- [Supplied entries]:
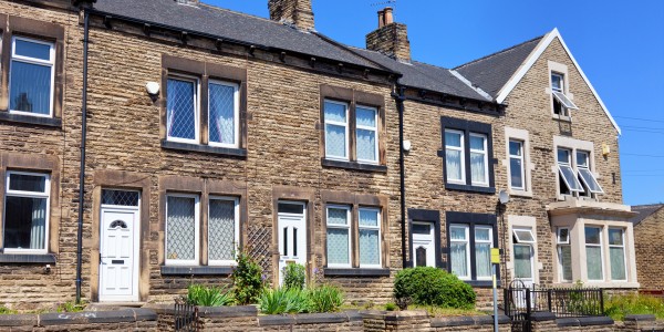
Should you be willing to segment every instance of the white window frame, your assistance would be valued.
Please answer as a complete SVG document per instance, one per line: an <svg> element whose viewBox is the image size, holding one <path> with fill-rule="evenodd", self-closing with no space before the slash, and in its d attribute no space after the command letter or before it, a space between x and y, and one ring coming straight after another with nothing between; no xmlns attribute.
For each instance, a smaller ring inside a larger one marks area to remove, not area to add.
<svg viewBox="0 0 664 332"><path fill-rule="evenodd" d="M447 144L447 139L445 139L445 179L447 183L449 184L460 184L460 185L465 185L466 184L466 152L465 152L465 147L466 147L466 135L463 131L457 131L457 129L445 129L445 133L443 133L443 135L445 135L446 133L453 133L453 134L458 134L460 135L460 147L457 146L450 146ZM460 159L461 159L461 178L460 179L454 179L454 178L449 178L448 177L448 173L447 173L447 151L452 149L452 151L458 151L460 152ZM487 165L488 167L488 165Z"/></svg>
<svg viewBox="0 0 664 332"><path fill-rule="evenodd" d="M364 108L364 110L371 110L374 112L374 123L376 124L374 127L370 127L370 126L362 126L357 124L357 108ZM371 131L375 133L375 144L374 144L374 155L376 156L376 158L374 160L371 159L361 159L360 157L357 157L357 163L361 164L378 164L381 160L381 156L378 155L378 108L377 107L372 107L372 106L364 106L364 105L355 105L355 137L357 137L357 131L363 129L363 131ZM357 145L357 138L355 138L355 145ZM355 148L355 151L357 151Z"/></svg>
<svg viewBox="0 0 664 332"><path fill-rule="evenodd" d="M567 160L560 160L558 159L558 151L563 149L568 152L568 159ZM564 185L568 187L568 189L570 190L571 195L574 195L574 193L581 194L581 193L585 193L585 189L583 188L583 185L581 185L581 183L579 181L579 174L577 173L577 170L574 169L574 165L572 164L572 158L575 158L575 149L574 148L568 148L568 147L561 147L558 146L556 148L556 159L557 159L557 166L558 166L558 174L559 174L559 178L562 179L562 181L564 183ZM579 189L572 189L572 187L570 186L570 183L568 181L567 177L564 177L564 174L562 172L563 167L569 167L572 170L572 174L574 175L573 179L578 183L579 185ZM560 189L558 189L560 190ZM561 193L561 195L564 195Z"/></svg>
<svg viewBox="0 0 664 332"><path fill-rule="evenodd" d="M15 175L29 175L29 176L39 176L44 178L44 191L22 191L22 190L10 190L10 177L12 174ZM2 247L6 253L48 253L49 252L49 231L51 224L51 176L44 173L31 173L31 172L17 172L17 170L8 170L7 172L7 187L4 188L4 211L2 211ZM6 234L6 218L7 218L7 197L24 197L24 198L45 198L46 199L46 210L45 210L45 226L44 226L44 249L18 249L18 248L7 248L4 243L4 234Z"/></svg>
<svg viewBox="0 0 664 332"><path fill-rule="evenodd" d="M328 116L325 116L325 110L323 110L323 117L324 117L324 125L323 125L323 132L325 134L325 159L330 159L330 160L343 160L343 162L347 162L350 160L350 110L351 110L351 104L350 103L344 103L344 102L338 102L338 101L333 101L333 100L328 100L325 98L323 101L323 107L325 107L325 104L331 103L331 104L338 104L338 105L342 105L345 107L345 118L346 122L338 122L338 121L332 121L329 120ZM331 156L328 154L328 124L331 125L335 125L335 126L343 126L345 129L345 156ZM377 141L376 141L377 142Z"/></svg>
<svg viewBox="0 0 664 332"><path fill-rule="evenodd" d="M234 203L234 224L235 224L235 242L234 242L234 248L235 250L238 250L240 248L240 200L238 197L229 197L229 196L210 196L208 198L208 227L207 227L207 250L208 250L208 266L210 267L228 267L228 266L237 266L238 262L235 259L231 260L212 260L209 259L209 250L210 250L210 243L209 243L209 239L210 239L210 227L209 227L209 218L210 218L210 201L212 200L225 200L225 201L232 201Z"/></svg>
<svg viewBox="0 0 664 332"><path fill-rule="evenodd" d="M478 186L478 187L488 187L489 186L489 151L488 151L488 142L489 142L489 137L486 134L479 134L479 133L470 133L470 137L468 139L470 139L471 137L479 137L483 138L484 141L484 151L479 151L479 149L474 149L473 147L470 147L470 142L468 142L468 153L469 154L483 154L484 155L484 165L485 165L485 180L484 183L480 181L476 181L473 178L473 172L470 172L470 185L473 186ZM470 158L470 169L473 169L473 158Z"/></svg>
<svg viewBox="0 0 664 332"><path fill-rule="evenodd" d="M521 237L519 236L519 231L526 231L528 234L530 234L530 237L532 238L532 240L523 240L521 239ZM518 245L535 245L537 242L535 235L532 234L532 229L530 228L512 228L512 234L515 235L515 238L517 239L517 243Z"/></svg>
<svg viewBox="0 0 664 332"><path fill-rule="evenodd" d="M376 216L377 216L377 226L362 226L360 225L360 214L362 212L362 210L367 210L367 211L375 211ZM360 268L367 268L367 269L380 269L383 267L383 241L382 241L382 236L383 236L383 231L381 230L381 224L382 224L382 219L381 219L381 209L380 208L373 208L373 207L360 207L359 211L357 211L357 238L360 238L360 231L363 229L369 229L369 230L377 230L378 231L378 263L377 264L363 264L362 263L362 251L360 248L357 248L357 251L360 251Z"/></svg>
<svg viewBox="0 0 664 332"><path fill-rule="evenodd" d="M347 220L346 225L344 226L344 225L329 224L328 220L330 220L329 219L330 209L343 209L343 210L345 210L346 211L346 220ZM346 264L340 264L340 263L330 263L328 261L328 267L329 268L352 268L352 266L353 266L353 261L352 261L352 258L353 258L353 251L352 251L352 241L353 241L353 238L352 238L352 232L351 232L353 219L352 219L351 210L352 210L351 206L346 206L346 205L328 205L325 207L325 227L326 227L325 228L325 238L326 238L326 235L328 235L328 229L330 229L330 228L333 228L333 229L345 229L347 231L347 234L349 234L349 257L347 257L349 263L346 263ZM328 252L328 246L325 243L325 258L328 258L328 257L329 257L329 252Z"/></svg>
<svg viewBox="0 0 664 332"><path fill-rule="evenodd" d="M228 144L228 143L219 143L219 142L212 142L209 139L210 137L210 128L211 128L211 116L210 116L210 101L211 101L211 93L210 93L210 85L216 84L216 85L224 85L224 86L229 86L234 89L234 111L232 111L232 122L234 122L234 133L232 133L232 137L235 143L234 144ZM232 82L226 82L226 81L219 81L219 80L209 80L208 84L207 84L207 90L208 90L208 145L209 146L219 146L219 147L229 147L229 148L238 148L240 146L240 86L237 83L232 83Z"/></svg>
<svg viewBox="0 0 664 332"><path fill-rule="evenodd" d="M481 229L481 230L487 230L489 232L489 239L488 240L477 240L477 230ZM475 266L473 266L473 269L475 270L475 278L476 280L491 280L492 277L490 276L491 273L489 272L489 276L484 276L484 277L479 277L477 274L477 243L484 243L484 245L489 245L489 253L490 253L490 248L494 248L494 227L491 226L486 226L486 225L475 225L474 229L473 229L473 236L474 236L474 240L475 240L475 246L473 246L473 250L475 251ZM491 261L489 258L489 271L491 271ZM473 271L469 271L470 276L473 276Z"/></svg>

- [Given task]: Copy every entry above word for word, leaving out the pictures.

- [Result of this exercise]:
Should you be willing to segment every instance of the white window frame, your assistance would be valued.
Please answer as a complete SVG document per instance, one per line: an <svg> element whose viewBox is the image size, holding one <path> with fill-rule="evenodd", self-closing with no space before the slash, and in its d attribute no space after the command letter or before it, a space between x and y, and one ring coming straight after another with nothing between; no xmlns attribute.
For each instance, a smaller ring inside a larger one marks area to remove, not area to add.
<svg viewBox="0 0 664 332"><path fill-rule="evenodd" d="M447 144L447 139L445 139L445 179L447 183L449 184L460 184L460 185L465 185L466 184L466 152L465 152L465 147L466 147L466 135L463 131L457 131L457 129L445 129L445 133L443 133L443 135L445 135L446 133L453 133L453 134L458 134L460 135L460 147L457 146L450 146ZM460 159L461 159L461 178L460 179L454 179L454 178L449 178L448 177L448 173L447 173L447 151L452 149L452 151L458 151L460 152ZM487 165L488 167L488 165Z"/></svg>
<svg viewBox="0 0 664 332"><path fill-rule="evenodd" d="M364 108L364 110L371 110L374 112L374 123L376 124L374 127L370 127L370 126L362 126L357 124L357 108ZM371 131L375 133L375 144L374 144L374 155L376 156L376 158L374 160L371 159L361 159L360 157L357 157L357 163L361 164L378 164L381 160L381 156L378 155L378 108L377 107L372 107L372 106L364 106L364 105L355 105L355 137L357 137L357 131L363 129L363 131ZM357 145L357 138L355 138L355 145ZM355 148L355 151L357 151Z"/></svg>
<svg viewBox="0 0 664 332"><path fill-rule="evenodd" d="M567 160L560 160L558 159L558 151L563 149L568 152L568 159ZM564 185L568 187L568 189L570 190L571 195L574 195L574 193L581 194L581 193L585 193L585 189L583 188L583 185L581 185L581 183L579 181L579 174L577 173L577 170L574 169L574 165L572 164L572 158L575 158L575 149L574 148L568 148L568 147L561 147L558 146L556 148L556 159L557 159L557 166L558 166L558 174L559 174L559 178L562 179L562 181L564 183ZM579 189L572 189L572 187L570 186L570 183L568 181L567 177L564 177L564 174L562 172L563 167L569 167L572 170L572 174L574 175L573 179L578 183L579 185ZM560 189L558 189L560 190ZM561 193L561 195L564 195Z"/></svg>
<svg viewBox="0 0 664 332"><path fill-rule="evenodd" d="M15 175L29 175L29 176L39 176L44 178L44 191L22 191L22 190L10 190L10 177L12 174ZM2 247L6 253L48 253L49 252L49 231L51 224L51 176L44 173L31 173L31 172L17 172L17 170L8 170L7 172L7 187L4 188L4 211L2 211ZM6 234L6 218L7 218L7 197L24 197L24 198L45 198L46 199L46 210L45 210L45 226L44 226L44 249L18 249L18 248L7 248L4 243L4 234Z"/></svg>
<svg viewBox="0 0 664 332"><path fill-rule="evenodd" d="M328 116L325 116L325 110L323 110L323 117L324 117L324 125L323 125L323 132L325 134L325 159L330 159L330 160L343 160L343 162L347 162L350 160L350 110L351 110L351 104L350 103L344 103L344 102L338 102L338 101L333 101L333 100L328 100L325 98L323 101L323 107L325 107L325 104L331 103L331 104L338 104L338 105L342 105L345 107L345 118L346 122L338 122L338 121L332 121L329 120ZM331 156L328 154L328 124L331 125L335 125L335 126L343 126L345 129L345 156ZM377 141L376 141L377 142Z"/></svg>
<svg viewBox="0 0 664 332"><path fill-rule="evenodd" d="M234 203L234 224L235 224L235 242L234 242L234 248L235 250L238 250L240 248L240 200L238 197L229 197L229 196L210 196L208 198L208 227L207 227L207 250L208 250L208 266L210 267L228 267L228 266L237 266L238 262L235 259L231 260L212 260L209 259L209 250L210 250L210 243L209 243L209 239L210 239L210 227L209 227L209 218L210 218L210 201L212 200L225 200L225 201L232 201Z"/></svg>
<svg viewBox="0 0 664 332"><path fill-rule="evenodd" d="M478 186L478 187L488 187L489 186L489 151L488 151L488 142L489 142L489 137L486 134L479 134L479 133L470 133L470 137L468 139L470 139L471 137L479 137L483 138L484 141L484 151L479 151L479 149L474 149L473 147L470 147L470 142L468 142L468 153L469 154L483 154L484 155L484 165L485 165L485 180L484 183L480 181L476 181L473 178L473 172L470 172L470 185L473 186ZM470 158L470 169L473 169L473 158Z"/></svg>
<svg viewBox="0 0 664 332"><path fill-rule="evenodd" d="M521 237L519 236L519 231L526 231L528 234L530 234L530 237L532 238L532 240L523 240L521 239ZM518 245L535 245L537 242L535 235L532 234L532 229L530 228L512 228L512 234L515 235L515 238L517 239L517 243Z"/></svg>
<svg viewBox="0 0 664 332"><path fill-rule="evenodd" d="M376 216L377 216L377 226L362 226L360 225L360 214L362 212L362 210L367 210L367 211L375 211ZM360 268L367 268L367 269L380 269L383 267L383 241L382 241L382 236L383 236L383 231L381 230L381 224L382 224L382 219L381 219L381 209L380 208L373 208L373 207L360 207L359 211L357 211L357 238L360 238L360 231L363 229L369 229L369 230L377 230L378 231L378 263L377 264L363 264L362 263L362 251L360 248L357 248L357 251L360 251Z"/></svg>
<svg viewBox="0 0 664 332"><path fill-rule="evenodd" d="M347 220L346 225L344 226L344 225L329 224L328 220L330 220L329 219L330 209L343 209L343 210L345 210L346 211L346 220ZM346 264L340 264L340 263L330 263L328 261L328 267L329 268L352 268L352 266L353 266L353 261L352 261L352 258L353 258L353 251L352 251L352 241L353 241L353 238L352 238L352 232L351 232L353 219L352 219L351 210L352 210L351 206L346 206L346 205L328 205L325 207L325 227L326 227L325 228L325 238L326 238L326 235L328 235L328 229L330 229L330 228L333 228L333 229L345 229L347 231L347 234L349 234L349 257L347 257L349 263L346 263ZM328 252L328 246L325 243L325 258L328 258L328 257L329 257L329 252Z"/></svg>
<svg viewBox="0 0 664 332"><path fill-rule="evenodd" d="M228 144L228 143L219 143L219 142L212 142L209 139L210 137L210 128L211 128L211 116L210 116L210 101L211 101L211 93L210 93L210 85L216 84L216 85L224 85L224 86L229 86L234 89L234 111L232 111L232 122L234 122L234 133L232 133L232 137L235 143L234 144ZM232 82L226 82L226 81L219 81L219 80L209 80L208 84L207 84L207 90L208 90L208 145L209 146L219 146L219 147L229 147L229 148L238 148L240 146L240 86L237 83L232 83Z"/></svg>
<svg viewBox="0 0 664 332"><path fill-rule="evenodd" d="M481 229L481 230L487 230L489 232L489 239L488 240L477 240L477 230ZM475 266L473 266L473 269L475 270L475 278L476 280L491 280L492 277L490 276L491 273L489 272L489 276L484 276L484 277L479 277L477 274L477 243L484 243L484 245L489 245L489 253L490 253L490 248L494 248L494 227L491 226L486 226L486 225L475 225L474 229L473 229L473 236L474 236L474 240L475 240L475 246L473 246L473 250L475 251ZM491 261L489 258L489 271L491 271ZM473 271L469 271L470 276L473 276Z"/></svg>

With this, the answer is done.